• _Named object pointing entries_
::::
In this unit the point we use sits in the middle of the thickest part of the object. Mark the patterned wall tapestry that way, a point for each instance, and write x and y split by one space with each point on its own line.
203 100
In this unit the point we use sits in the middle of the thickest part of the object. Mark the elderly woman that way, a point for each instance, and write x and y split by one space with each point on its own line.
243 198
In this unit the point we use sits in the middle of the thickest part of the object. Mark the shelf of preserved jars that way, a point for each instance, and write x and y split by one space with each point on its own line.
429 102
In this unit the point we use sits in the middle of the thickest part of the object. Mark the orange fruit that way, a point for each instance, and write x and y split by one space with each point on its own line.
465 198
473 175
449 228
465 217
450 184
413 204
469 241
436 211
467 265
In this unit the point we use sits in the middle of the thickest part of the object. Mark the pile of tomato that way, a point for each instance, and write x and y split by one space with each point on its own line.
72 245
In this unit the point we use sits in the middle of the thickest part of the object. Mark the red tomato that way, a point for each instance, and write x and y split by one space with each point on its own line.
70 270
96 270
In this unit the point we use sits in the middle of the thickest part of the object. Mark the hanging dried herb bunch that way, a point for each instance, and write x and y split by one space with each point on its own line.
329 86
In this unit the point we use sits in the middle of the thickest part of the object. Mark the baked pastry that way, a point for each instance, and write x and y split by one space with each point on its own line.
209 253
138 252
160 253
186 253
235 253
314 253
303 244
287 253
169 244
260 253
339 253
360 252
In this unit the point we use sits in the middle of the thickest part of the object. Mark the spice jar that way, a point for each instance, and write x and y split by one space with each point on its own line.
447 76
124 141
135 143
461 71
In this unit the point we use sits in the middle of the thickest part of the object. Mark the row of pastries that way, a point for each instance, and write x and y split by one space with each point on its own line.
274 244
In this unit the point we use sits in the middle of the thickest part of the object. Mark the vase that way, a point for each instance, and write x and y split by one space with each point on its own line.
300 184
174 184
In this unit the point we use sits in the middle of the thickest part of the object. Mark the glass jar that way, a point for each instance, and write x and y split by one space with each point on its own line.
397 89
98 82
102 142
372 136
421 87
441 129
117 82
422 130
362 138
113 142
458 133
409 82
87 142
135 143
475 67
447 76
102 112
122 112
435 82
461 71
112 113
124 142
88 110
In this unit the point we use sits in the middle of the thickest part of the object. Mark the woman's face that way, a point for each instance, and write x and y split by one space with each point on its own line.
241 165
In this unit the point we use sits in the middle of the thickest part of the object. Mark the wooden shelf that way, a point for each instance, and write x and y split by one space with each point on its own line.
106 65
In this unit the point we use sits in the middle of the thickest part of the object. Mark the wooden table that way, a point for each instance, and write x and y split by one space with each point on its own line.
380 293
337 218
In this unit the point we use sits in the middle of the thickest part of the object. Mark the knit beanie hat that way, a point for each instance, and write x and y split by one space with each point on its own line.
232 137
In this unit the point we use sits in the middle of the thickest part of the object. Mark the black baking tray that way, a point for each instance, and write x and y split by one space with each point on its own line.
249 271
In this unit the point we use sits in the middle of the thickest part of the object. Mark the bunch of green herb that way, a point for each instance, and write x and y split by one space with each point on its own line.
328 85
::::
• _What the task requires_
Restate each entry exactly, skipping none.

• _Output for this exercise_
In this unit the point we use sits in the middle of the thickest part of the object. Mark the patterned wall tapestry that way, a point for each instance, and write x and y split by one space with each point on its own line.
203 100
In this unit the point we use sits in the middle of the thickest part of the object. Mark the elderly woman that way, a point for each instance, and write x and y split by one space with each point on its own line.
243 198
In this unit the point we use sits in the middle of the thickest part of the object. Mark the shelf of preserved jars that way, a point for each instance, and write x and y split by one space with each point on its own line.
429 102
In this unit the point we use sits in the middle of the thickest part of the object. Mark the orange fruit that way, a point for each instance, and write x and y split by one space with each point on its own line.
465 198
473 175
449 228
465 217
450 184
413 204
469 241
436 211
467 265
In this unit the point we use sits in the middle of the thickest part of the object. Mark the pile of tomato that way, a point for each instance, and write x and y split by one space with each point on its own line.
72 245
In this unit the point we use sits in the middle of the thickest part of the object. Mark the red tomato that way, a point for each instance, and write x and y split by one space with each point on its own line.
70 270
96 270
In this unit the point we use sits in the middle of the thickest part of the object. Mark the hanging dried herb bunch that way, a point for each instance, and write x and y split by one space with each point on its own line.
329 86
In this unit the point we use sits in the middle of the thickest part of the object. Mark the baked pastry that way, a point for each instance, and write x and y split by one space with each point on its own line.
209 253
138 252
160 253
186 253
235 253
314 253
303 244
287 253
169 244
260 253
339 253
360 252
In this unit the point we use sits in the middle of the thickest part of the object. Mark the spice jar that way, a point for each instance, and write x and y split by one space with each point on its own line.
447 76
124 141
135 143
461 71
In this unit the point we use sits in the middle of the thickest part of the object. Mark the row of pastries that way, a point for each instance, and write x and y split by one space with each point on its own line.
274 244
In this unit the point we use sits in the middle of the thickest part of the object. Mark the vase that way, a point for each instance, and write x and y split by one space with each point on its own line.
300 184
174 184
In this unit the point we use sits in the middle of the thickest part of the object. Mark the glass jar that way, a point for each instance, and write x and y split by one space with each point on its own line.
397 89
98 82
102 142
372 136
421 87
441 129
117 82
422 130
362 138
113 142
458 133
409 82
87 142
135 143
475 67
447 76
102 112
122 112
435 82
461 71
112 113
124 142
88 110
In this unit the point we use sits in the middle of the thickest part of the object. Mark the woman's face that way, a point for each instance, and write x and y split by one space with each point on its own line.
241 165
In this unit the point we use sits in the middle of the thickest part of the object. Mark the wooden shelf that way, a point for each instance, and write x and y split by one space with each point on its own line.
106 65
In this unit the point we use sits in the middle of the thickest part of the object. Mark the wooden table that way, a point for each instance, and write x and y split by one space with each point on its own line.
380 293
337 218
In this unit the point we use sits in the middle of the thickest part of the object. Mark the knit beanie hat that way, a point for each instance, and write x and y split by one space with each point on its own line.
232 137
In this unit the point we use sits in the middle of the thickest part of the object. Mark the black baking tray that way, a point for each instance, and write x and y split by one space with each point on its own line.
249 271
In this unit the point we use sits in the middle of the thickest part of the object. Mark the bunch of green herb that way, a point for each instance, and write x and y split by one space with each point on its own line.
328 85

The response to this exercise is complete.